:: What to produce ::
Copy every line of the items below, starting at the first line and stopping after the line that contains "[[71, 68, 310, 308]]". Shift each bounding-box coordinate in the answers by adding 76, and keep all other text as it is.

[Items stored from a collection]
◇ ◇ ◇ ◇ ◇
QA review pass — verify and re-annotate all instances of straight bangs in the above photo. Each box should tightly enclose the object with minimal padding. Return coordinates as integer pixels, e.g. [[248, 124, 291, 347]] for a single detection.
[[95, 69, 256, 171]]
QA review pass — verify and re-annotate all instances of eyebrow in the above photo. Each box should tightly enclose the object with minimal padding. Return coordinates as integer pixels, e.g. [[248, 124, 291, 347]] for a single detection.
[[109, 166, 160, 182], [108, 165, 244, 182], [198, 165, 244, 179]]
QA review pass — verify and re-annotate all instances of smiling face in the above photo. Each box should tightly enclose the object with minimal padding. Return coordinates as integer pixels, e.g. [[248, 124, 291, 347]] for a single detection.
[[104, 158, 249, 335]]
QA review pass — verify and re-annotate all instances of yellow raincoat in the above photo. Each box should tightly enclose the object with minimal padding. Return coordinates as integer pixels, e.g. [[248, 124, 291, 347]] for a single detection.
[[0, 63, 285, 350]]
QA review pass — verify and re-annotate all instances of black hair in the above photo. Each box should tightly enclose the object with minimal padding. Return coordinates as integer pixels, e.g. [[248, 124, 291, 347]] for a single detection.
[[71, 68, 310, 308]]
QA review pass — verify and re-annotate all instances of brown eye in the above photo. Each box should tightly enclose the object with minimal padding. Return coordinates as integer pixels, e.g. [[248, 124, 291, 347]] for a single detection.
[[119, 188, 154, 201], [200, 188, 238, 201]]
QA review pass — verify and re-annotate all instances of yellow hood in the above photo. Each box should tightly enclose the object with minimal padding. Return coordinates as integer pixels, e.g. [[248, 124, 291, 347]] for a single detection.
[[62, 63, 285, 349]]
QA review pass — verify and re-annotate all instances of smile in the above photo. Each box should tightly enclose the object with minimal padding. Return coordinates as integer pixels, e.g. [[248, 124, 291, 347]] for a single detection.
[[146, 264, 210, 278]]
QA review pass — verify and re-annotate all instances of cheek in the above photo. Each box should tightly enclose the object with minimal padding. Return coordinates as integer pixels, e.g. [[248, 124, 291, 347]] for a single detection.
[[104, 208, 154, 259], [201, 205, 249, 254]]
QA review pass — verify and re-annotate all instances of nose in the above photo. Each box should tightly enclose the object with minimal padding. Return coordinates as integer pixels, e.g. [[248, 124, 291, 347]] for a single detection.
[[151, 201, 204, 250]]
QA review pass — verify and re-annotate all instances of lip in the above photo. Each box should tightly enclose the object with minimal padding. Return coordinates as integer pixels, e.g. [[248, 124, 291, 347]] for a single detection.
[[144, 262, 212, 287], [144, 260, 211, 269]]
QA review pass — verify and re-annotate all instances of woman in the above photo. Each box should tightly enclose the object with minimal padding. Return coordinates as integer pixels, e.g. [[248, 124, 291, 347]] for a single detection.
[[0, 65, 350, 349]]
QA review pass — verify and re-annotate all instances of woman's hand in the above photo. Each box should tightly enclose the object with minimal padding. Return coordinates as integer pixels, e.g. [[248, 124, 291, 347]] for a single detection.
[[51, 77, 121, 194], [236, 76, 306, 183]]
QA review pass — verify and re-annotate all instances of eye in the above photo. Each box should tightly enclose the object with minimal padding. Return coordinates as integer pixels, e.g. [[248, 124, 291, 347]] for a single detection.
◇ ◇ ◇ ◇ ◇
:: Written answer ::
QA review pass — verify and re-annotate all instances of straight bangs in the above photo. Each box should tightly enclose the object with minimal padding. Return coordinates as integer pixels, e.g. [[248, 124, 291, 347]] for a single detection.
[[171, 145, 332, 247]]
QA review pass — verify and re-annotate all instances of eyebrow in the above photo. Each box should tightly enclose the object with minimal padding. Return coordinates as integer pixels, e.g. [[248, 124, 291, 347]] for a single detection.
[[185, 242, 236, 258], [184, 241, 320, 258], [274, 241, 320, 255]]
QA review pass — verify and re-annotate all instances of smiling face in the above photo. Each box should tightly enclose the object with minimal padding. Return coordinates as integer pixels, e.g. [[248, 124, 291, 347]] for a single detection.
[[180, 234, 325, 411]]
QA review pass — verify and re-annotate all instances of yellow raincoat in the above photo. Each box should tightly enclose the object with minimal padding. Return coordinates as integer pixels, e.g. [[248, 124, 291, 347]] for a single detection.
[[76, 139, 361, 426]]
QA review pass — verify and re-annotate all instances of black hair in the above photo. Each box should tightly enclose the object with minimal padding. Return coordinates as integer pixels, e.g. [[248, 124, 291, 347]] for a single detection.
[[147, 144, 386, 384]]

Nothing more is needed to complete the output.